— START TEXT —
Evil Mastermind posted:

Duh, yes, 20. Sorry.



fake edit: oh poo poo I just realized this is a universal stat modifier chart
It's neither. Look at the 0 - 60 range. Look at it

Helical Nightmares
Apr 30, 2009

Kwyndig posted:

When has "Languages Known" ever been anything but a way for a DM to dick a party over?

Trail of Cthulhu handles languages pretty well if I recall correctly.

Angrymog
Jan 30, 2012

Really Madcats

Kwyndig posted:

When has "Languages Known" ever been anything but a way for a DM to dick a party over?

I once played a werewolf game where because all our characters came from different parts of the world the only language we all had in common was Garou.

Zurui
Apr 20, 2005
Even now...



Languages are useless outside of the edge case in D&D because nearly everyone speaks English Common. It would be more interesting if there wasn't a "common tongue" but that would require rules for fluency and related languages and nobody wants to wade into that poo poo.

fool of sound
Oct 10, 2012
The only languages I typically bother with are esoteric ones, like Elemental, Draconic, Celestial, etc. Who cares about keeping track of everyday languages?

Covok
May 27, 2013

Yet where is that woman now? Tell me, in what heave does she reside? None of them. Because no God bothered to listen or care. If that is what you think it means to be a God, then you and all your teachings are welcome to do as that poor women did. And vanish from these realms forever.
The dumbest I've ever seen it is in Eclipse phase. The game where you have a skill for every language and a thing in your head that can translate every language to one you can speak anyways. Like they made a mechanic that is completely invalidated at character creation by another mechanic.

Helical Nightmares
Apr 30, 2009

Covok posted:

The dumbest I've ever seen it is in Eclipse phase. The game where you have a skill for every language and a thing in your head that can translate every language to one you can speak anyways. Like they made a mechanic that is completely invalidated at character creation by another mechanic.
:agreed:

Muses can either translate all languages at 30% or you buy skillsoft for individual languages, can't remember which.

Plutonis
Mar 25, 2011

I learned Quenya, Al Bhed and Klingon for several games I GMed and hell if I'm wasting that knowledge instead of using it.

Arivia
Mar 17, 2011

Kwyndig posted:

When has "Languages Known" ever been anything but a way for a DM to dick a party over?

It adds a lot of depth and flavor to a campaign if used well. Sure, everyone speaks Common, but that's generally a trade language. Not what's used in royal court, or commonly in backwater towns. And then add monster and ancient languages and there's plenty of good stuff in there.

Banana Man
Oct 2, 2015

mm time 2 gargle piss and shit
Pretty sure it was handled ok in kalamar? I think? I can't remember

P.d0t
Dec 27, 2007
I released my finger from the trigger, and then it was over...

Kwyndig posted:

When has "Languages Known" ever been anything but a way for a DM to dick a party over?

If you use it to spotlight a particular party member, i.e. the PCs run into a person who only speaks [language that 1 person in the group knows].

Like, if you're running a canned adventure that says you need to succeed at a WIS checkspeak a particular language in order for the game to progress, then you're setting up the potential for failure at the char-gen phase, which is asinine.

Xiahou Dun
Jul 16, 2009

We shall dive down through black abysses... and in that lair of the Deep Ones we shall dwell amidst wonder and glory forever.
— END TEXT —
— START SUPPLIED DATA —
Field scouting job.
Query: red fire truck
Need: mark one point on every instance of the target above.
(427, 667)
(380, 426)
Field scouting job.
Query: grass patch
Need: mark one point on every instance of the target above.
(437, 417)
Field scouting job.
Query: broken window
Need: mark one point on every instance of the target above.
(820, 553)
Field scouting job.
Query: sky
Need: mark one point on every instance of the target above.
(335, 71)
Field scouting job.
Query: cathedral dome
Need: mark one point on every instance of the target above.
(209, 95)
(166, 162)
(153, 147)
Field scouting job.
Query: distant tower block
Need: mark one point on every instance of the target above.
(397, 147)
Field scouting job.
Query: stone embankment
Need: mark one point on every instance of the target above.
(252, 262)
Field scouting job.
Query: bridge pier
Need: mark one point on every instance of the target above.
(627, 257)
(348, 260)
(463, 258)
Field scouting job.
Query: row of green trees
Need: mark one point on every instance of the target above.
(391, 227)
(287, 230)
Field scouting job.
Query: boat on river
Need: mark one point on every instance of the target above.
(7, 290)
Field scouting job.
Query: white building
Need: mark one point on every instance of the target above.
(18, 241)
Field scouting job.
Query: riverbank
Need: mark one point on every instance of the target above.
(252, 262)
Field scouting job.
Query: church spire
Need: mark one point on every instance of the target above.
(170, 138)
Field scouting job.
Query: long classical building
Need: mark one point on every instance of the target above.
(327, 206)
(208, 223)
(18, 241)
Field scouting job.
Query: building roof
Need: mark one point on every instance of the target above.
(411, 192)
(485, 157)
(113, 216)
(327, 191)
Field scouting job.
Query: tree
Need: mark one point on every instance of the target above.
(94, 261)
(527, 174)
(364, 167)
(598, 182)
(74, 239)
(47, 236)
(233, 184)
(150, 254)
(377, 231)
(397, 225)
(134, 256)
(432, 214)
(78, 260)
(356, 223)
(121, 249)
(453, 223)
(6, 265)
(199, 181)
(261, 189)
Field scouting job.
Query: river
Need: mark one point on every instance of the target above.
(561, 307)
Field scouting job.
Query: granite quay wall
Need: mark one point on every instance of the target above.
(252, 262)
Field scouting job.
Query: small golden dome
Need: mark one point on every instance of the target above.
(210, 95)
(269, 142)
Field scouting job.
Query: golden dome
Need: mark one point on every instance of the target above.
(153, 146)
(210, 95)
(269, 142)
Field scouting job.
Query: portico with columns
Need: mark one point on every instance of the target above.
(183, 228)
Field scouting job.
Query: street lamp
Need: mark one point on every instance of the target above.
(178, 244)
— END SUPPLIED DATA —
§ **CHALLENGE 1**
Find each line in the records that contains the word "golden", matching case exactly, and copy those lines out.
§ **CHALLENGE 2**
Pick up the forum thread on languages in tabletop role-playing games from its last post and write what comes next.
The forum thread and the records have nothing to do with each other.

§ **EXERCISE OUTPUT 1**
Query: small golden dome
Query: golden dome

§ **EXERCISE OUTPUT 2**
I've had language barriers come up in investigative games (e.g. we're trying to solve a crime but it's in Uruguay and some people know Spanish but no one knows Guarani) and it's been interesting, and I've also had lots of player-created content about what, say, Elvish is like in our world or whatever. So it's not necessarily total bullshit Gygaxian naturalism stuff.

But my group is literally 5 linguistics PhD students and one of their husbands soooo...

Doodmons
Jan 17, 2009

Zurui posted:

Languages are useless outside of the edge case in D&D because nearly everyone speaks English Common. It would be more interesting if there wasn't a "common tongue" but that would require rules for fluency and related languages and nobody wants to wade into that poo poo.

Reign's rules for languages are pretty good, imo. There's explicitly no 'Common Tongue' in that game and languages and translation are meant to play a big part of it. Literacy is a relatively big deal, too.

Splicer
Oct 16, 2006

from hell's heart I cast at thee
🧙🐀🧹🌙🪄🐸

Doodmons posted:

Reign's rules for languages are pretty good, imo. There's explicitly no 'Common Tongue' in that game and languages and translation are meant to play a big part of it. Literacy is a relatively big deal, too.
It helps that there's actual usable mechanics other than "Do you speak <language> y/n"

Falstaff
Apr 27, 2008

I have a kind of alacrity in sinking.

IME, in your typical long-running fantasy campaign, "what languages your character can speak" can make for an interesting scene about twice, on average. Usually, this takes the form of "Ah, but I took Kuo-Toa at character creation, so I can totes understand the Kuo-Toa general's battle plans" or the equivalent will happen once, and "I'll speak ancient High Elven to the elven king to impress him with my worldliness" or the equivalent will happen once. And that's about it.

Not a worthwhile return for the investment, in my opinion. I can see it working in the right system (e.g., Reign, which I've read but never played), but in your typical fantasy game I don't think languages are really worth worrying about or devoting page space to.

Strom Cuzewon
Jul 1, 2010

Surely the only interesting thing to do with character languages is when the DM says "it's written in a language none of you speak" and nobody is gonna bother checking what's written down on their character sheet because that'd code for "guys I've got something amusing planned"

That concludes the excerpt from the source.